**LATIHAN**
a. Apa saja unsur kebudayaan yang dikemukakan Koentjaraningrat menurut teks tentang interaksi budaya? Sebutkan semuanya.
b. Bisakah teks tentang interaksi budaya diringkas dalam dua kalimat?
c. Teruskan teks tentang interaksi budaya itu mulai sesudah kalimat terakhirnya.

**TEKS HALAMAN**
^^^^
Senin, 02 April 2012

INTERAKSI BUDAYA DAN PENGARUH TERHADAP KEPEMIMPINAN PENDIDIKAN

  Oleh : Caswita

1.      Latar Belakang Masalah
Manusia sebagai makhluk sosial mempunyai naluri untuk selalu berinteraksi dengan lingkungan sekitar, dari interaksi tersebut menghasilkan beraneka ragam budaya. Budaya merupakan hasil kreasi tertinggi dan luhur dari cipta, rasa, karsa suatu komunitas sosial yang diwariskan secara turun temurun.[1] Budaya akan sangat mewarnani kehidupan sosial masyarakat dan besar sekali pengaruhnya terhadap prilaku karakter seseorang. Indonesia adalah negara besar, negara dengan pulau terbanyak di dunia (17.504), lebih dari 740 suku bangsa, serta tidak kurang dari 583 bahasa daerah dengan 67 bahasa induk. Jumlah penduduk Indonesia menurut BPS pada tahun 2009 ini berjumlah 231 juta. Melihat data tersebut kekayaan budaya Indonesia sangat berlimpah sekali yang diaktualisasikan dalam bentuk, kesenian, upacara keagamaan, konsepsi ide-ide gagasan dan lain sebagainya. Oleh karena itu tidak perlu takut  kekurangan budaya bangsa, tetapi kita harus takut kehilangan budaya yang telah kita miliki, yang diklaim sebagai budaya negara lain.
Dari berbagai budaya lokal yang sangat banyak yang dimiliki bangsa Indonesia melahirkan sebuah identitas budaya Nasioanl. Berbagai budaya lokal Indonesia merupakan cikal bakal dari budaya nasional. Indonesia memiliki berbagai unsur kebudayaan yang unik dan khas yang bersumber dari keanekaragaman bangsa. Tujuh unsur kebudayaan  sebagaimana dikemukakan Koentjaraningrat, adalah sistem religi dan upacara keagamaan, sistem organisasi kemasyarakatan, sistem Ilmu pengetahuan, bahasa, kesenian, sistem sarana kehidupan, sistem teknologi.[2]  Dengan demikian dapat dilihat, bahwa tari saman, kuda lumping, lagu rasa sayange adalah sebagian kecil  kesenian dari kekayaan budaya Indonesia, ibarat butir-butir pasir di laut budaya yang luas.
^^^^
**BAHAN**
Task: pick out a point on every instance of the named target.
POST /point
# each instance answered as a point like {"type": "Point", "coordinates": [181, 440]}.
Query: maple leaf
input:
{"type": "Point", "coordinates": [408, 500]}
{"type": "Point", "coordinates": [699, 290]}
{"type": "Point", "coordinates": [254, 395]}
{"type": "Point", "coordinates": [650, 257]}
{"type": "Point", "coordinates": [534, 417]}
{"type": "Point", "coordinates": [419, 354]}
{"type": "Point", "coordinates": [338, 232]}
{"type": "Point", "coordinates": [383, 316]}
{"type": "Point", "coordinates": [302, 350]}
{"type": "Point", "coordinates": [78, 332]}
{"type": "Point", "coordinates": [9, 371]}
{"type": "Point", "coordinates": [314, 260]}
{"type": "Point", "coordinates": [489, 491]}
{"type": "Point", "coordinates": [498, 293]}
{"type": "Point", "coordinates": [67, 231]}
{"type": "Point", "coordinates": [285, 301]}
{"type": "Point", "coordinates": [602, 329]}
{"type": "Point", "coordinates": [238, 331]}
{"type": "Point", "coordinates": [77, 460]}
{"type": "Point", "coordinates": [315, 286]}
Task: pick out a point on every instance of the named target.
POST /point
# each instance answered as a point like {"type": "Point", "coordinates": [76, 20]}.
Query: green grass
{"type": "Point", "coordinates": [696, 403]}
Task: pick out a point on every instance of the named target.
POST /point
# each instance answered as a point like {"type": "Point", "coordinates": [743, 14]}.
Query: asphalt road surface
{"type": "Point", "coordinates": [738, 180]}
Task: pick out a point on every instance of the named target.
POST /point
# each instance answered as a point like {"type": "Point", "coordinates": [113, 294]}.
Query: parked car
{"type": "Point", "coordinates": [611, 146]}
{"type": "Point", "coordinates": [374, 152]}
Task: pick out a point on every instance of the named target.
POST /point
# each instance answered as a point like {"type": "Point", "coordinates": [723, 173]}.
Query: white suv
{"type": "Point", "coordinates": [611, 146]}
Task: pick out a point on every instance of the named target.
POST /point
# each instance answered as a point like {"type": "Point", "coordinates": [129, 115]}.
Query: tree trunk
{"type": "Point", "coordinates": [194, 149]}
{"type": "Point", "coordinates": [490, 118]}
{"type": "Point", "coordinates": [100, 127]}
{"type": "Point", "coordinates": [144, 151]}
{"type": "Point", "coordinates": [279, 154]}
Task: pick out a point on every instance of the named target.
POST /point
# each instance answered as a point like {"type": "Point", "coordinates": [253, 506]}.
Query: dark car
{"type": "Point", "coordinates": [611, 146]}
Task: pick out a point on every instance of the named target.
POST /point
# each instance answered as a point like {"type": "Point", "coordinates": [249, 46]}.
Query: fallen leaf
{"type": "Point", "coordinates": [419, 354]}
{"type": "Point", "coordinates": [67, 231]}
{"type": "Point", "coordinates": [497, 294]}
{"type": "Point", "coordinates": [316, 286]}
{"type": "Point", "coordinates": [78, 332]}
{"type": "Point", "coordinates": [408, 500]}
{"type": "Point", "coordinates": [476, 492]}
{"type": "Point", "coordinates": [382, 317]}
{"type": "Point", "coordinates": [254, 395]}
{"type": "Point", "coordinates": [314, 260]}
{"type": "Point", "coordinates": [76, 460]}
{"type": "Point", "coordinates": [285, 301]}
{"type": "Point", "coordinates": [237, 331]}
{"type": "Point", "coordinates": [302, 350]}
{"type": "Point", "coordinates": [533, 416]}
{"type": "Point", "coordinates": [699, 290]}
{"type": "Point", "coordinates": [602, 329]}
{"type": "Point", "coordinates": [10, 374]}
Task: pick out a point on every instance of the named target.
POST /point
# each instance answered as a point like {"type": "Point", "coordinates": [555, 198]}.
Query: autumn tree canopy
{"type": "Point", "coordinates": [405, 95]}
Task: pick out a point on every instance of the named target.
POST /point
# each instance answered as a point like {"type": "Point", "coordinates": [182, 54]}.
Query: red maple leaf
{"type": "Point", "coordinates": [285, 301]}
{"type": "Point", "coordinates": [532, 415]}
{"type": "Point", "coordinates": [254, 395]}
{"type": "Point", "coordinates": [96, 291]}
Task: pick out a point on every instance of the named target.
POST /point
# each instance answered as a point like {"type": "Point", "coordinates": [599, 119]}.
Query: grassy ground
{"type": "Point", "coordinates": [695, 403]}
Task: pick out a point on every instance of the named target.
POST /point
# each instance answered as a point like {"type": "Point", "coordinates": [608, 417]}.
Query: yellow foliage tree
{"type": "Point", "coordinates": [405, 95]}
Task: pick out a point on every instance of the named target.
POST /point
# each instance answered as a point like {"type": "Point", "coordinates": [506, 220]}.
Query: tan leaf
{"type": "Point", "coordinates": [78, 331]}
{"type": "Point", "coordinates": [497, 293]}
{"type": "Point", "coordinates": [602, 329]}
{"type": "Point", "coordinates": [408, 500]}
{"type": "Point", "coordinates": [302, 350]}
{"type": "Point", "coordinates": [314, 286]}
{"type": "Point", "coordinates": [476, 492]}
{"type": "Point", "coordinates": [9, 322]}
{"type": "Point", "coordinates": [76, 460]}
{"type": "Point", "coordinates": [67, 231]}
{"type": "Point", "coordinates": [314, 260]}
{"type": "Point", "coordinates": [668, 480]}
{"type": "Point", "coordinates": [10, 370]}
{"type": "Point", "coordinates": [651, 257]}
^^^^
**JAWABAN TIAP TUGAS**
a. sistem religi dan upacara keagamaan, sistem organisasi kemasyarakatan, sistem ilmu pengetahuan, bahasa, kesenian, sistem sarana kehidupan, sistem teknologi

b. Manusia sebagai makhluk sosial selalu berinteraksi dengan lingkungannya sehingga lahir beraneka ragam budaya, dan Indonesia, dengan 17.504 pulau, lebih dari 740 suku bangsa, serta tidak kurang dari 583 bahasa daerah, memiliki kekayaan budaya yang sangat berlimpah yang tidak boleh hilang karena diklaim sebagai budaya negara lain. Berbagai budaya lokal itu merupakan cikal bakal budaya nasional, dan tari saman, kuda lumping, serta lagu rasa sayange hanyalah sebagian kecil kesenian dari kekayaan budaya Indonesia.

c.
Berbagai budaya Indonesia yang ada harus dijadikan kebanggan bangsa, akan tetapi budaya tersebut tidak cukup hanya dijadikan kebanggaan semata, tetapi ada tugas besar yang harus dilaksanakan yaitu melestarikan budaya tersebut yang selanjutnya mewariskannya kepada generasi berikutnya. Suatu kesalahan besar apabila suatu bangsa yang memiliki beraneka ragam kebudayaan tidak dapat melestarikannya. Karena sebagus apapun budaya jika tidak ada rasa kepedulian, kepemilikan, serta kebanggaan, juga akan hilang sebagaimana buih-buih dilautan.[3] Kewajiban melestarikan kebudayaan merupakan tanggung jawab semua komponen masyarakat, bukan hanya tanggung jawab masyarakat pemilik budaya tersebut tetapi negara juga mempunyai kewajiban yang sama sesuai dengan amanat Undang Dasar Negara RI tahun 1945  (UUD 1945) Pasal 32 ayat (1)  dinyatakan, “Negara memajukan kebudayaan nasional di tengah peradaban dunia dengan menjamin kebebasa masyarakat dalam  memelihara dan mengembangkan nilai–nilai budayanya”. Sudah sangat jelas konstitusi menugaskan  kepada pemerintah negara untuk memajukan kebudayaan nasional Indonesia. Berbagai kasus beberapa tahun kebelakang merupakan salah satu contoh bahwa kehilngan apa yang menjadi kebanggaan bangsa merupakan hal yang sangat menyakitkan. Klaim budaya bangsa oleh bangsa[4] lain merupakan momentum bagi anak bangsa untuk terus melestarikan dan menjaga budaya yang telah dimiliki.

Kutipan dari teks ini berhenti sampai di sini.